DOCUMENT EXTRACT: Begin

Hypothetical Course Syllabus

VIS 317 Introduction to the Eye and Vision
Hypothetical Fall Semester 2015
Time: Monday and Wednesday, 3:30‐4:45 PM
Location: WORB 1st floor conference room

Course Director: Katie Litts, (Hypothetical) PhD
Department of Vision Sciences
VH 360 (Lab and office)
(205) 996-8683
klitts@uab.edu

Office hours: Friday, 4-5pm, and by appointment

Credit hours: 3

Description: To introduce pre-optometry students and students interested in ophthalmology research to the fields of optometry, ophthalmology, and vision science. Students will gain basic knowledge and understanding of the eye to help them choose a career path in eye-related fields. Prerequisites: Basic knowledge of college introductory biology, chemistry, and physics.

Objectives:

  • Identify different parts of the eye and brain
  • Name diseases affecting vision
  • Analyze journal articles in the field of optometry, ophthalmology, and vision science
  • Critique peers giving journal article presentation
  • Write a review paper using journal articles from literature about favorite disease

Evaluations: This course is a three credit hour course with the student’s grade based on one in-class presentation, two take-home exams, 10 in-class quizzes, participation in in-class discussions and activities, in-class attendance, and a research paper. Students are required to attend all classes. Fellow students and attending faculty members will evaluate the student’s journal club presentation on style, organization, and analysis of the research article. See an attached example of the evaluation form to be used (page 6). These evaluations will be written up by the Course Director and given to the student shortly after their presentation. These evaluations are for the benefit of the student so that they can learn from this experience. In addition, faculty will also evaluate the participation of the non-presenting students during the discussion period. Again, the role of the attending faculty is only to facilitate discussion among the students by providing open-ended questions to stimulate discussion.

DOCUMENT EXTRACT: End
INFORMATION SHOWN: Begin

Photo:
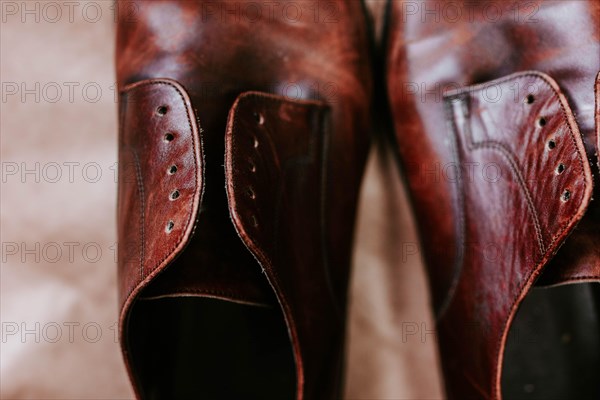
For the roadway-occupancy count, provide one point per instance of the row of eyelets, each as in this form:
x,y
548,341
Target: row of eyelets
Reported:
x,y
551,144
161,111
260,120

INFORMATION SHOWN: End
INFORMATION SHOWN: Begin

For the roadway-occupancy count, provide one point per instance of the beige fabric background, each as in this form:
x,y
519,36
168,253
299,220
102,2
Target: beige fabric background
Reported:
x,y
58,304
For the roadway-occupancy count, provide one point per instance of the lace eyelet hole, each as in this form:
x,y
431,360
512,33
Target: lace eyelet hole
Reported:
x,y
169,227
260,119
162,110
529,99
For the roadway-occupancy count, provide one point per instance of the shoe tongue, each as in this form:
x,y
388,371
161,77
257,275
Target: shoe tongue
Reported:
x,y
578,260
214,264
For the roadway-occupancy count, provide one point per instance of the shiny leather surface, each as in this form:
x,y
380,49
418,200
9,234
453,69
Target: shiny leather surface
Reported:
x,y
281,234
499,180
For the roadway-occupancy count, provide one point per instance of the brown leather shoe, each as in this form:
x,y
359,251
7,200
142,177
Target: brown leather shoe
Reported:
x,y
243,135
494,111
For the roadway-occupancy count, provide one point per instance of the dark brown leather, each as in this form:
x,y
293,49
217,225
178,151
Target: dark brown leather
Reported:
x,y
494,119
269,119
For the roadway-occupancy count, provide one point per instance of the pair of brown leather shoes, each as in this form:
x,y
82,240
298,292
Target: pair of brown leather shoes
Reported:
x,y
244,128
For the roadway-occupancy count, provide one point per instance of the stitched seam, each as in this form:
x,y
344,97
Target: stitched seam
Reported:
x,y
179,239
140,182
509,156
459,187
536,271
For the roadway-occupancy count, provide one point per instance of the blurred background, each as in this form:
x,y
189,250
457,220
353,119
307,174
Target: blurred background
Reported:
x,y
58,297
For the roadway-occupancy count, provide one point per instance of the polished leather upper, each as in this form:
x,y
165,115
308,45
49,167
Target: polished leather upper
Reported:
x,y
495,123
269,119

INFORMATION SHOWN: End

▶ _PROBLEMS AND TASKS_:
1. Copy the passage of the syllabus starting with "Office hours: Friday, 4-5pm, and" and going on through "chemistry, and physics.".
2. In the syllabus, when does the course director hold office hours?

▶ _TASK RESULTS_:
1.
Office hours: Friday, 4-5pm, and by appointment

Credit hours: 3

Description: To introduce pre-optometry students and students interested in ophthalmology research to the fields of optometry, ophthalmology, and vision science. Students will gain basic knowledge and understanding of the eye to help them choose a career path in eye-related fields. Prerequisites: Basic knowledge of college introductory biology, chemistry, and physics.

2. Friday, 4-5pm, and by appointment.